### PROMPT:
Where does the string "metal" occur in the records? Copy each line that holds it.

### Stored items from a collection:
++++++++++++++++++++
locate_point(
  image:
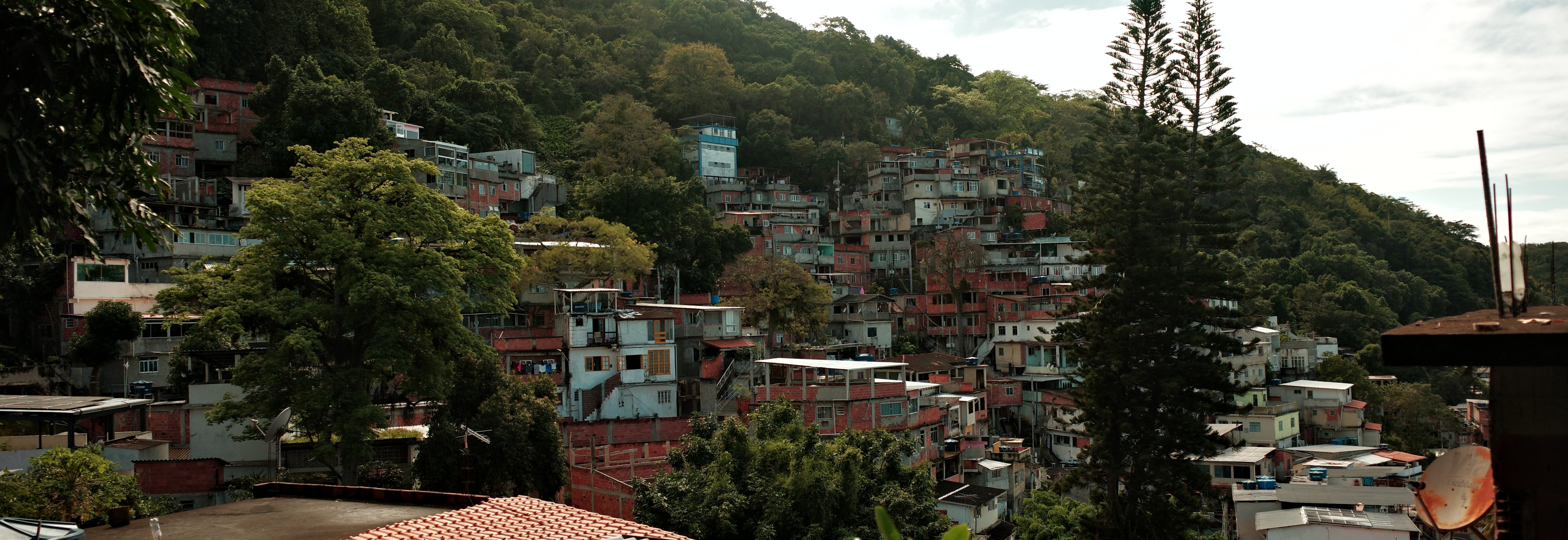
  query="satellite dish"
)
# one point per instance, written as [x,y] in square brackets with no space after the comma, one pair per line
[277,428]
[1457,489]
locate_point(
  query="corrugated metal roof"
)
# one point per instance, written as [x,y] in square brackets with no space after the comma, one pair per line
[1318,384]
[1346,519]
[1247,454]
[965,493]
[1318,493]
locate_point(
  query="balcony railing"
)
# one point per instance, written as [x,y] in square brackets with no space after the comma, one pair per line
[603,340]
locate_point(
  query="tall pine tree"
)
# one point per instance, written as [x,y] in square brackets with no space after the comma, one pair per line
[1158,220]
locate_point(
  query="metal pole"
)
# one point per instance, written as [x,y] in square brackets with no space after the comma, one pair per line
[1492,219]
++++++++++++++++++++
### SOLUTION TO THIS PROBLEM:
  query="corrugated metal roof"
  query="metal pole"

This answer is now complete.